■ **TASK BRIEF**
Tally every line of the listing below that holds "soybean", then give the tally alone.

+++ PROVIDED DATA

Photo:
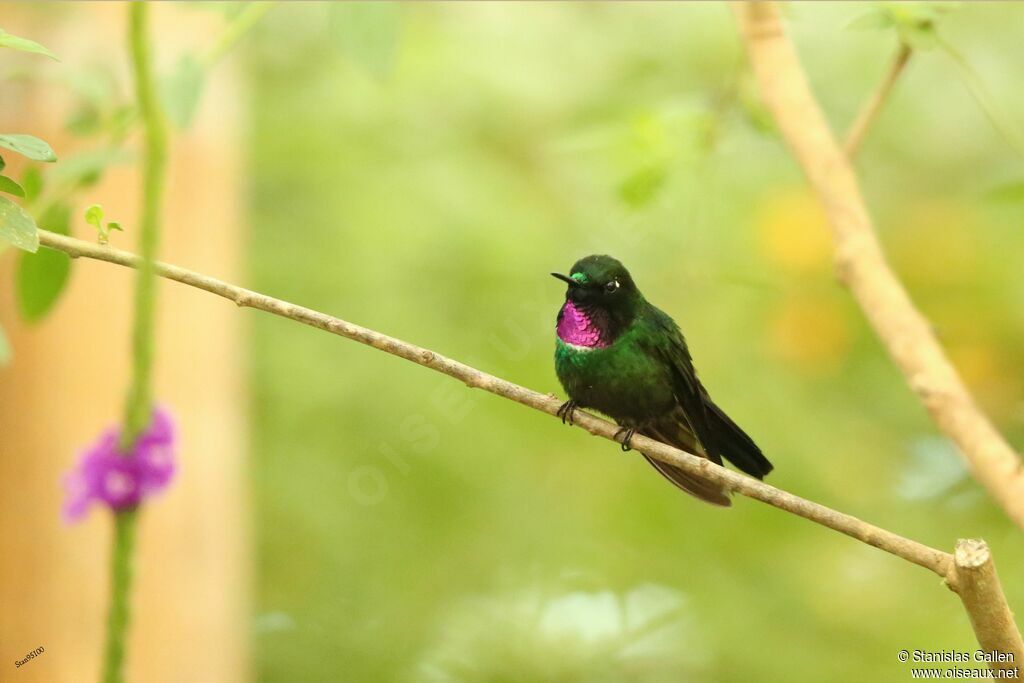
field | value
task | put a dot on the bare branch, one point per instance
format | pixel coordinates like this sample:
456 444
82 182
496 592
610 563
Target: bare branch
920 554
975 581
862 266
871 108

++++++
+++ PROVIDED DATA

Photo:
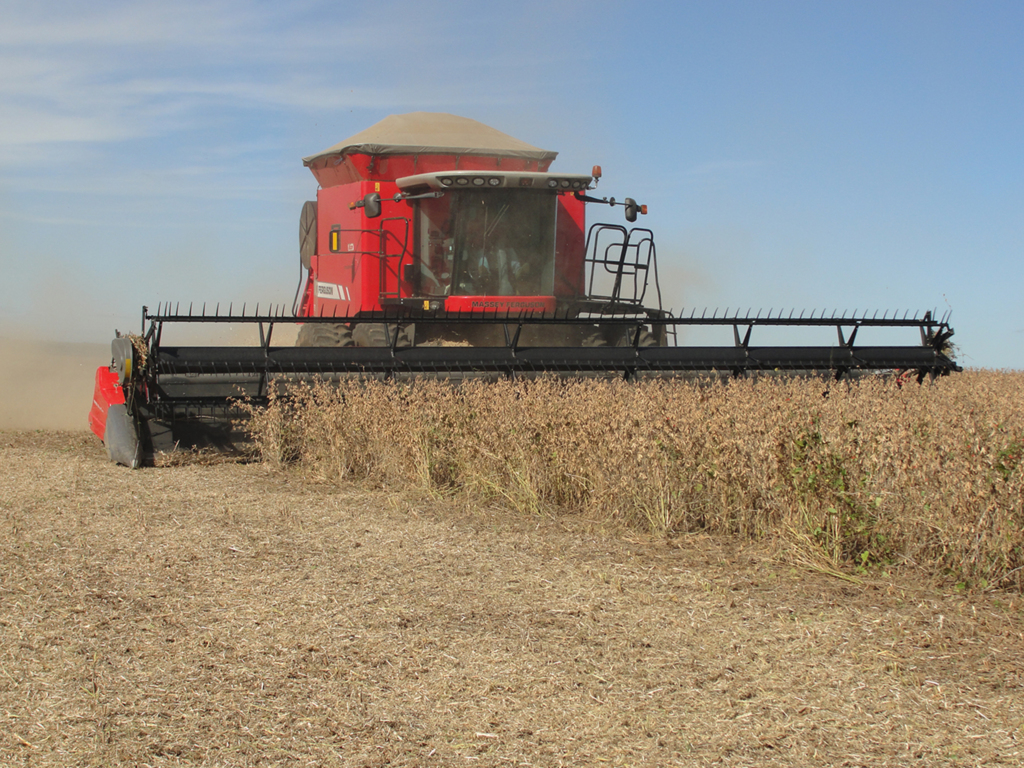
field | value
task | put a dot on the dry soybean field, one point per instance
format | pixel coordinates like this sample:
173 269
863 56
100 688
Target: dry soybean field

++++++

■ **WRITTEN ANSWER**
2